BACKGROUND OF THE INVENTION

The present invention basically comprises a lubricating additive which may be added to alcohol fuels to result in a stable alcohol fuel- lubricating additive solution for use as a fuel in internal combustion engines. Also disclosed and claimed are methods for preparing such fuel mixtures.

During the past decade we have witnessed a marked, worldwide increase in research and development efforts toward developing new fuel sources as alternatives to petroleum-derived fuels such as, for example, gasoline and diesel oil.

Perhaps the most popular and widely accepted fuel alternative available today, particularly in the United States, comprises a mixture of 90 percent gasoline and 10 percent ethanol sold as a fuel for internal combustion engines under the generic name "gasohol." While universal acceptance of gasohol as a fuel mixture would obviously result in a ten percent decrease in relative gasoline consumption, almost all researchers and economists agree that gasohol fuel is, at best, a stopgap solution to the petroleum dependence of both industrialized and developing nations. In similar fashion, almost all researchers and economists agree that a more satisfactory solution to this problem would be the development of a fuel source containing only very minor amounts such as, for example, significantly less than 10 percent, of petroleum-derived ingredients.

### The tasks
#1 Answer these questions using the patent background, each on its own line:
(a) What proportions of gasoline and ethanol make up gasohol?
(b) Besides the lubricating additive, what else is disclosed and claimed?
(c) What do almost all researchers and economists call gasohol fuel, at best?
#2 Rewrite the paragraph of the patent background that begins "Perhaps the most popular" as a short bulleted list that keeps its main facts.
#3 Summarize the patent background in two sentences.

### Data
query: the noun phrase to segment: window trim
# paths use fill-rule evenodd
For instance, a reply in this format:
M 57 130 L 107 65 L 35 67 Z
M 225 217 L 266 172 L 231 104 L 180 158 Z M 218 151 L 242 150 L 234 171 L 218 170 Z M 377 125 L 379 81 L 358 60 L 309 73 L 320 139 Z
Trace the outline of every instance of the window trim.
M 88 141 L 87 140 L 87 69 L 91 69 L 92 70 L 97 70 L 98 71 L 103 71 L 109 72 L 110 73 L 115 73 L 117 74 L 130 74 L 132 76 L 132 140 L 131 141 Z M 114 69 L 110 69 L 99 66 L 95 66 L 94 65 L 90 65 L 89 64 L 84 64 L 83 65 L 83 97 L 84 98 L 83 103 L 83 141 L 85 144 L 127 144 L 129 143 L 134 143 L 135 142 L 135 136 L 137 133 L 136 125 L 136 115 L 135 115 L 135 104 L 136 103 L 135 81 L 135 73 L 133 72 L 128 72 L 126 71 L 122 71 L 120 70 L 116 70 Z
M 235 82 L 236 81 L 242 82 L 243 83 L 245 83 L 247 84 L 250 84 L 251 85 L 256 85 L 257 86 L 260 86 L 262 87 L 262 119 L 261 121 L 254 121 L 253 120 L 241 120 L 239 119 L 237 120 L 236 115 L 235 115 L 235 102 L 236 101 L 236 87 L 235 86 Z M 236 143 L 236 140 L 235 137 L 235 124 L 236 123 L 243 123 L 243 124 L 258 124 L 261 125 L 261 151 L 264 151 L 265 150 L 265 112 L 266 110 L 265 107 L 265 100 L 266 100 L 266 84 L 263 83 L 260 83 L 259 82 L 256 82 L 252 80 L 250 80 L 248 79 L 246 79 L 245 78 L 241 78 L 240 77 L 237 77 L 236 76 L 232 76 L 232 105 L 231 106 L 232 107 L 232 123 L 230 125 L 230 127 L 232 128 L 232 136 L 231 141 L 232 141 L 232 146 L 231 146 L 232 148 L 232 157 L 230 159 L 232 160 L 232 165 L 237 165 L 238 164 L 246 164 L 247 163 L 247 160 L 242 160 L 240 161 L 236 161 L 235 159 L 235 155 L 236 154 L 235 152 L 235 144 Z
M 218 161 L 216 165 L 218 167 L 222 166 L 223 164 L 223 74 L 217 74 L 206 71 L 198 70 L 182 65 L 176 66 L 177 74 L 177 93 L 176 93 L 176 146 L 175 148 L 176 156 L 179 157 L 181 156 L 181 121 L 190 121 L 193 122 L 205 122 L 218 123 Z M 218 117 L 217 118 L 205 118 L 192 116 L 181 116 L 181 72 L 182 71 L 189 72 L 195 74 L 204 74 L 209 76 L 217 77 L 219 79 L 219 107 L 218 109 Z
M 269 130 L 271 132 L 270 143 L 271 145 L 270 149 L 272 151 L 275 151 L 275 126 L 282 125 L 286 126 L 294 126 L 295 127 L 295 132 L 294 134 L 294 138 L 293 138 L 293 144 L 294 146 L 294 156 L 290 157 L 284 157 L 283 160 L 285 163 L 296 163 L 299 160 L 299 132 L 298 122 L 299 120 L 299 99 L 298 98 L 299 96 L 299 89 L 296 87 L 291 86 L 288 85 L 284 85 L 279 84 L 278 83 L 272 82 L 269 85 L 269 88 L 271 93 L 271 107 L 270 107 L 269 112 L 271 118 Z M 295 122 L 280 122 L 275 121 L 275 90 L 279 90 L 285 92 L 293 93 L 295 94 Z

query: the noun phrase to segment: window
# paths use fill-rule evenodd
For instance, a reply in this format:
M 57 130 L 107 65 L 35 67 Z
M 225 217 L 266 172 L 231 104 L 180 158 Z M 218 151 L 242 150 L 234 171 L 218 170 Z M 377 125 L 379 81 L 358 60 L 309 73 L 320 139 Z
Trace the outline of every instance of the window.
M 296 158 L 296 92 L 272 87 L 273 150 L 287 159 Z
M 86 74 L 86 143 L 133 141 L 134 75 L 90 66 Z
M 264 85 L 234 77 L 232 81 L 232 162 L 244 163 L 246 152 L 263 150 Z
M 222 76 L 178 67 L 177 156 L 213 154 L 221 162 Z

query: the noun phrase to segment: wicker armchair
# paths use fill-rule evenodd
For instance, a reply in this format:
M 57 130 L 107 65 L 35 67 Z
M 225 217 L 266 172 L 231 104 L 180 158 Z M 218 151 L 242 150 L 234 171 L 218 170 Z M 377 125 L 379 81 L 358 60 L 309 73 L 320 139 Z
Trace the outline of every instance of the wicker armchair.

### Solutions
#1
(a) 90 percent gasoline and 10 percent ethanol.
(b) Methods for preparing such fuel mixtures.
(c) A stopgap solution to the petroleum dependence of both industrialized and developing nations.

#2
- Gasohol, a mix of 90 percent gasoline and 10 percent ethanol, is perhaps the most popular and widely accepted fuel alternative today, particularly in the United States.
- Universal acceptance of gasohol would cut relative gasoline consumption by ten percent.
- Almost all researchers and economists consider gasohol, at best, a stopgap solution to petroleum dependence in industrialized and developing nations.
- They agree that a better solution would be a fuel with only very minor amounts of petroleum-derived ingredients, significantly less than 10 percent.

#3 The invention is a lubricating additive that can be added to alcohol fuels to form a stable solution for internal combustion engines, along with methods for preparing such mixtures. Research into alternatives to petroleum-derived fuels has increased worldwide, and while gasohol (90 percent gasoline, 10 percent ethanol) is widely accepted, most researchers and economists see it as a stopgap and favor fuels with far less petroleum content.